#### [WHAT YOU WILL DO]
Work through the data below and give the number of lines holding "logo", nothing more.

#### [RECORDS FOR THIS EXERCISE]
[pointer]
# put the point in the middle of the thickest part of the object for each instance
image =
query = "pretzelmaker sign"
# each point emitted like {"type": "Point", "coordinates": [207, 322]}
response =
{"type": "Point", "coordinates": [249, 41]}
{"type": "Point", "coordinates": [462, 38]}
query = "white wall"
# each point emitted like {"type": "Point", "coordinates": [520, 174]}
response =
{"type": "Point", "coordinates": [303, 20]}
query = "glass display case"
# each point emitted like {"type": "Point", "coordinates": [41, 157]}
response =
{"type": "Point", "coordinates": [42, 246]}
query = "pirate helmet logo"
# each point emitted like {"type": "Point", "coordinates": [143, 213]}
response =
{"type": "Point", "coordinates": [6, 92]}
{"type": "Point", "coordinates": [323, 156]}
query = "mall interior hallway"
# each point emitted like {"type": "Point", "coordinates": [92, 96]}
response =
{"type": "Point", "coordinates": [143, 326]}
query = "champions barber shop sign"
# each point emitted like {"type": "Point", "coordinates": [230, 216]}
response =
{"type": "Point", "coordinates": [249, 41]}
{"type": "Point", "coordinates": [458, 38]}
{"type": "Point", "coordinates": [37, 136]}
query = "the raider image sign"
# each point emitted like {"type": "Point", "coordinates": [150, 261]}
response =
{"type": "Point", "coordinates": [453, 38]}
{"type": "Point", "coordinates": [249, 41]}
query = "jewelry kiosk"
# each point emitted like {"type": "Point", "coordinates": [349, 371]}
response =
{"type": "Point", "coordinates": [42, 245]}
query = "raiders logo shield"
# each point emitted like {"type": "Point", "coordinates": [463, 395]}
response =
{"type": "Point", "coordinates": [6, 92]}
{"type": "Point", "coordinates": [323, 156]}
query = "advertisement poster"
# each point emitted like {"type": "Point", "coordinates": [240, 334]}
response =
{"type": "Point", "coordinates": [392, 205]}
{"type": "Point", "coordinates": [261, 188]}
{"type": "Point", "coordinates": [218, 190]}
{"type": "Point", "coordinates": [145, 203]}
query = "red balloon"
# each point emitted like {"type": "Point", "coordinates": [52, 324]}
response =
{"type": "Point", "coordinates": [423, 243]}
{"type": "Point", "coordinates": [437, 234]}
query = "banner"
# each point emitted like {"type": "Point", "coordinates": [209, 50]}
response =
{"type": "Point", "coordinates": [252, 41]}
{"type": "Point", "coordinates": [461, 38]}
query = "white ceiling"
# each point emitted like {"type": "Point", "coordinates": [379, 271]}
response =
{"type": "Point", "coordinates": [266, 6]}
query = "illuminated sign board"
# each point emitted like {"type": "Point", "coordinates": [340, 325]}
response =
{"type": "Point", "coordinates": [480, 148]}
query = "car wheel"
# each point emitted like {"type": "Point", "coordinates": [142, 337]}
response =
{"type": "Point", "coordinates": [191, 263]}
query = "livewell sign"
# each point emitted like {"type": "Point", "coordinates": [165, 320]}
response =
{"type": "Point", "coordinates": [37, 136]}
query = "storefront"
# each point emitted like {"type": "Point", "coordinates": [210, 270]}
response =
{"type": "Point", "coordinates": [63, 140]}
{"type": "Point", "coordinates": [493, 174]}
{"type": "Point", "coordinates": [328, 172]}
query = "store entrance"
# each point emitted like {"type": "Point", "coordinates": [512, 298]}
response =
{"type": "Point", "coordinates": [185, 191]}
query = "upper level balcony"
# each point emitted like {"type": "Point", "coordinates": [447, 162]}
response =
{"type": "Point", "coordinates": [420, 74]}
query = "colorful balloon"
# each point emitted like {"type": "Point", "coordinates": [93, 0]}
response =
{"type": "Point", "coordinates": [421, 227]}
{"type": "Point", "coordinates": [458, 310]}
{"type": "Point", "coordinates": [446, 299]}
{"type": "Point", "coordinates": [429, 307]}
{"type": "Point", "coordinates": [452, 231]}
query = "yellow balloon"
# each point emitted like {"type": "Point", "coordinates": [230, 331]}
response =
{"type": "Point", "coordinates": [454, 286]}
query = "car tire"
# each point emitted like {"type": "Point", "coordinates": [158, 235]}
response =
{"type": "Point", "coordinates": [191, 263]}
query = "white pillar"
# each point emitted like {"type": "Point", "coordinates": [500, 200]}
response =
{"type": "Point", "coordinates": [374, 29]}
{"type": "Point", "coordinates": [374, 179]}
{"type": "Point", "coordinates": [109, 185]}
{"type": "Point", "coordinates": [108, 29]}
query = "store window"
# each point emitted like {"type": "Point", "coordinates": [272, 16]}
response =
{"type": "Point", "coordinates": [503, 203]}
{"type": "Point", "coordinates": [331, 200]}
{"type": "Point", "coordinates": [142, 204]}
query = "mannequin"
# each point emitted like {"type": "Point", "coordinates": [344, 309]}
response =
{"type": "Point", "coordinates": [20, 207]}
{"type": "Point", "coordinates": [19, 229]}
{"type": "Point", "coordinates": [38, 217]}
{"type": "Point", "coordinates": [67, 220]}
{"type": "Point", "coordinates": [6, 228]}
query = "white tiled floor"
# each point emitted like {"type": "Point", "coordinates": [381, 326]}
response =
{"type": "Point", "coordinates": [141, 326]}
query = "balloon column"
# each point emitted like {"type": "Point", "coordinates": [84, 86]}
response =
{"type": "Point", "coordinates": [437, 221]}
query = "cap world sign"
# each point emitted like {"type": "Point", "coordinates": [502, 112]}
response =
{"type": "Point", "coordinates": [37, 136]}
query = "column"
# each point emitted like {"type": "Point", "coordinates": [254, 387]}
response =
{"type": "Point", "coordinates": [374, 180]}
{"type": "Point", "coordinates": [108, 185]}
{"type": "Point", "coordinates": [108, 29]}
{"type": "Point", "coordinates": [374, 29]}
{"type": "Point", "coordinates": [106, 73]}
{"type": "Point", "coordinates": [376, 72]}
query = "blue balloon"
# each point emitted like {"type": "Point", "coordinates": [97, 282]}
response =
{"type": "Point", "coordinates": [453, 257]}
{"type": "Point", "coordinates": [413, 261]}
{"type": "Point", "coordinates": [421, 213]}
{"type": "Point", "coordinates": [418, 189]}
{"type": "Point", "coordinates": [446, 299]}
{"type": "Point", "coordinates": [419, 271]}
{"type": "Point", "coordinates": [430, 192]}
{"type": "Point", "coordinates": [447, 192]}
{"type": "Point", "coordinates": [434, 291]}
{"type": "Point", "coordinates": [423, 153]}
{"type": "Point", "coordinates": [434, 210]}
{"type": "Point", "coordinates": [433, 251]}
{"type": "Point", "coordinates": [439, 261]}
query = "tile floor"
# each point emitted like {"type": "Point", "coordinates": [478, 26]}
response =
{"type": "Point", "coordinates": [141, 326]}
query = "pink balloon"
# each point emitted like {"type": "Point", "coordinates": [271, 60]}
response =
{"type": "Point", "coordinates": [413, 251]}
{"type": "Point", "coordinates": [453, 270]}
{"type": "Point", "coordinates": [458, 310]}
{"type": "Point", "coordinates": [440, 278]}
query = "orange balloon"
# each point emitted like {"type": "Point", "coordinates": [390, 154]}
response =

#### [RESULT FOR THIS EXERCISE]
2